Return every line of the rows below that contains the string "tree", with case counting.

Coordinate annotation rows

════════════════

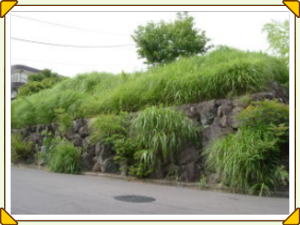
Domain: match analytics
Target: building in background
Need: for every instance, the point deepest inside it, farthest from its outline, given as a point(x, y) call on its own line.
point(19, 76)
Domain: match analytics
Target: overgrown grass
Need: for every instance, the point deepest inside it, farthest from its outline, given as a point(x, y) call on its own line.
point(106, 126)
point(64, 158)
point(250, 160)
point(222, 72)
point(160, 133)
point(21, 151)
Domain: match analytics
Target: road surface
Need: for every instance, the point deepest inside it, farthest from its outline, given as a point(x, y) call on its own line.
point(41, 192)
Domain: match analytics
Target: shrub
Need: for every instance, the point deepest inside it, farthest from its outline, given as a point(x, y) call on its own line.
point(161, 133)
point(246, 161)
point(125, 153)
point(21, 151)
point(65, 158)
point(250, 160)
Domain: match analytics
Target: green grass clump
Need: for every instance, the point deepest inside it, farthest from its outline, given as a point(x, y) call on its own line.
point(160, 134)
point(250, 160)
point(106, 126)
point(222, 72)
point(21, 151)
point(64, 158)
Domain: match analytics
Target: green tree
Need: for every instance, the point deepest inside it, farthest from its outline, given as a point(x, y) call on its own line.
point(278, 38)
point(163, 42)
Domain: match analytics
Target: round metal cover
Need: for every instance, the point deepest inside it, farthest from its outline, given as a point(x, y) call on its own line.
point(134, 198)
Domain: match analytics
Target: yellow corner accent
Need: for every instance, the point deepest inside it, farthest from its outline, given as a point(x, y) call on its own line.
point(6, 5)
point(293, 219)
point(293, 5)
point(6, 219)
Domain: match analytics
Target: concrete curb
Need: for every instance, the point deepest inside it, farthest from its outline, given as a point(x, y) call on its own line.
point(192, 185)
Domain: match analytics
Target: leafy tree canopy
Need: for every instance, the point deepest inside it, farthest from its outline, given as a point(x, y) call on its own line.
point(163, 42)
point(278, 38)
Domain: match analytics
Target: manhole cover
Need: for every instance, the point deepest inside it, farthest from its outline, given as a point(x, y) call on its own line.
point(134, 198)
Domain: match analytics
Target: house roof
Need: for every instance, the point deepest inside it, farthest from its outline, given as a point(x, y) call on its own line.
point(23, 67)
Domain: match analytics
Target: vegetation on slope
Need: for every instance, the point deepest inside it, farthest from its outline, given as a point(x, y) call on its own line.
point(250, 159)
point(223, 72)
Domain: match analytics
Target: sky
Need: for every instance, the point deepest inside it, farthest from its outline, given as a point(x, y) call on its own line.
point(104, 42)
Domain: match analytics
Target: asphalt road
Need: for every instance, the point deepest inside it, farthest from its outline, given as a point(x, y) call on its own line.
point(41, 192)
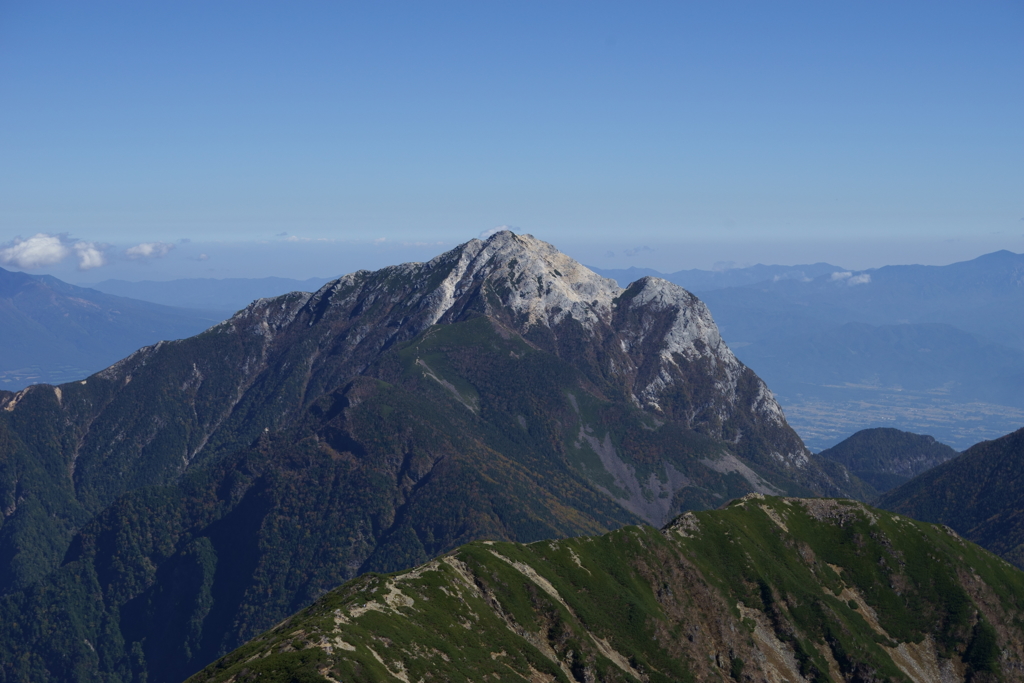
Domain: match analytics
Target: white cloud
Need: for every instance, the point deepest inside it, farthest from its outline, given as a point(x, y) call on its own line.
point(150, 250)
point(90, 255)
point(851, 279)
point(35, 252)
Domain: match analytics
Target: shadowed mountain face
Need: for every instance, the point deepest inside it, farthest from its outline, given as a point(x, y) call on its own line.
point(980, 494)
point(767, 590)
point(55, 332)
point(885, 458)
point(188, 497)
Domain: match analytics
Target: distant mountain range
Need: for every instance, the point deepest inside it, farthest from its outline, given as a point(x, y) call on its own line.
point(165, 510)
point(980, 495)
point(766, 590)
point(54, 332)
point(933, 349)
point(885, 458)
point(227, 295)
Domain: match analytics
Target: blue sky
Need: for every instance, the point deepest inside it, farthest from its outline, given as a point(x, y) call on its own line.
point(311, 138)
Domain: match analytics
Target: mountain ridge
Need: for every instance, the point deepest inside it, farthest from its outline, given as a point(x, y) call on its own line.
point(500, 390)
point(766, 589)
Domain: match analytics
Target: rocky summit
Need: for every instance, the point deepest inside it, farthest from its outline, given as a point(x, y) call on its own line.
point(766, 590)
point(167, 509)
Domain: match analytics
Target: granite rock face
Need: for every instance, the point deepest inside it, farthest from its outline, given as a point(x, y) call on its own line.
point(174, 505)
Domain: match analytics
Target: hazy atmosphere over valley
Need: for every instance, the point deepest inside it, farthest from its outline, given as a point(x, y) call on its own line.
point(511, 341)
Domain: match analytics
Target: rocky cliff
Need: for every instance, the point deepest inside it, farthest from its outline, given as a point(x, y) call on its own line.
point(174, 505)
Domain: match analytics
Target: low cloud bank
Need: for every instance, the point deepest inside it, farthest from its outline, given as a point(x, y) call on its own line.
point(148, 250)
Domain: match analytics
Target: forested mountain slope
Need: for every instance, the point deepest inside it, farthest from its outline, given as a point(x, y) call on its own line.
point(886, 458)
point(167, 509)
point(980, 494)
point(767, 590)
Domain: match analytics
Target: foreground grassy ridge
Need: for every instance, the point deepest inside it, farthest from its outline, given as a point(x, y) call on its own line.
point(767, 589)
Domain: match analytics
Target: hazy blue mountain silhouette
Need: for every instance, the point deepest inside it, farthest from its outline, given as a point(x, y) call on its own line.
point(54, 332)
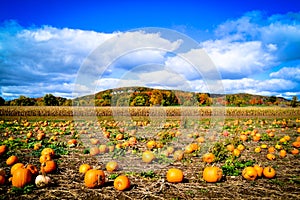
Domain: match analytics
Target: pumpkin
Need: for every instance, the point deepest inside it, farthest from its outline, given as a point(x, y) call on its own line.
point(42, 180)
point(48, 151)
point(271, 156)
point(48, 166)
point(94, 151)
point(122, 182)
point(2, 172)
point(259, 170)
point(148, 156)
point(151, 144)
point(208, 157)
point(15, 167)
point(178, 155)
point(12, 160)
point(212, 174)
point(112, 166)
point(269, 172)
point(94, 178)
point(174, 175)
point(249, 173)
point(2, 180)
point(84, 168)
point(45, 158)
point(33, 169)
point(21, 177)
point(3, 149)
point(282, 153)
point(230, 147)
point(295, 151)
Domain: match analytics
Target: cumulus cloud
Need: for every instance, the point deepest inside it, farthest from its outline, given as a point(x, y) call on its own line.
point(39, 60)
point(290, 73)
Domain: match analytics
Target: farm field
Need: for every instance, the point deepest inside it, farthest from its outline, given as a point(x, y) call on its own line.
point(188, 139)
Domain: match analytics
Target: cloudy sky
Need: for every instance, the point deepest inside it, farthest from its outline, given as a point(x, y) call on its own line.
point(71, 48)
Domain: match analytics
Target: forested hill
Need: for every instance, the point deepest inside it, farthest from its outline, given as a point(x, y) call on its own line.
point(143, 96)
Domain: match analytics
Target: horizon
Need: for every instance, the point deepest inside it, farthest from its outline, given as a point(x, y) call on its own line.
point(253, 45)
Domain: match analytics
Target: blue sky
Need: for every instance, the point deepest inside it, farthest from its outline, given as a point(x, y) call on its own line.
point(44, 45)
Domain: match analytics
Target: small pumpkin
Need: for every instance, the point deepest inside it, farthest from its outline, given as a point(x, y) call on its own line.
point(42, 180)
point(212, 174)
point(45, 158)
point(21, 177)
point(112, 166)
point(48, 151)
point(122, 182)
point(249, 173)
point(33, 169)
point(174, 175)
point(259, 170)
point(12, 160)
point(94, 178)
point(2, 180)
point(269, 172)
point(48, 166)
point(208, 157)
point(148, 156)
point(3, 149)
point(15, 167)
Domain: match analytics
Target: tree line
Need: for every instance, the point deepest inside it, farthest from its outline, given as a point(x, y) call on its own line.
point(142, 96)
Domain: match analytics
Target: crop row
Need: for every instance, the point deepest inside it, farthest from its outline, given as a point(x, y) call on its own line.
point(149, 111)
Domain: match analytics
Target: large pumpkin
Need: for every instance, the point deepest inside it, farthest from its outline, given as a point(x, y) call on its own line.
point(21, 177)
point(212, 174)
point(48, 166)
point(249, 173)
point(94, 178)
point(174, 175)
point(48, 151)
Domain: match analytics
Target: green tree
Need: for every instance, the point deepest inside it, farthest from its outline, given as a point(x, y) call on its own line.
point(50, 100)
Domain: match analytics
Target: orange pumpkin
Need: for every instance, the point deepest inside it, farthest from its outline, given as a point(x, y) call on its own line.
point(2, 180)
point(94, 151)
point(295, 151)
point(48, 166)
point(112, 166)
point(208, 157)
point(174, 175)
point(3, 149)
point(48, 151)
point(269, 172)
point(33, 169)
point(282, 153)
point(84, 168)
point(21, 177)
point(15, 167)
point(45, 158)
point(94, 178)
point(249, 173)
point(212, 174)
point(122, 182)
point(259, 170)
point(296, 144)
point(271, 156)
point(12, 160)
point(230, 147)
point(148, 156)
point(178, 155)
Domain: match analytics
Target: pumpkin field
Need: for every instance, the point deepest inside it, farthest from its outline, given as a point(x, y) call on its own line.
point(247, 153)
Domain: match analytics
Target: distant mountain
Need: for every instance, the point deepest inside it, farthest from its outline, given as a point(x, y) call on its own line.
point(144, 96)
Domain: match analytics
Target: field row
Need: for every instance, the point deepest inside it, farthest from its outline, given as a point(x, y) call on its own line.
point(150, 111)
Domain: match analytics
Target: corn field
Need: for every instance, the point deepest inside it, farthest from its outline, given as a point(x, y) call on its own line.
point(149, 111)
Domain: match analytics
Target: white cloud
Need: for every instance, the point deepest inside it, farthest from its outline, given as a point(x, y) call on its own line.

════════════════

◆ TASK RESULT ◆
Target: green tree
Target: leafy tree canopy
Target: tree line
Target: green tree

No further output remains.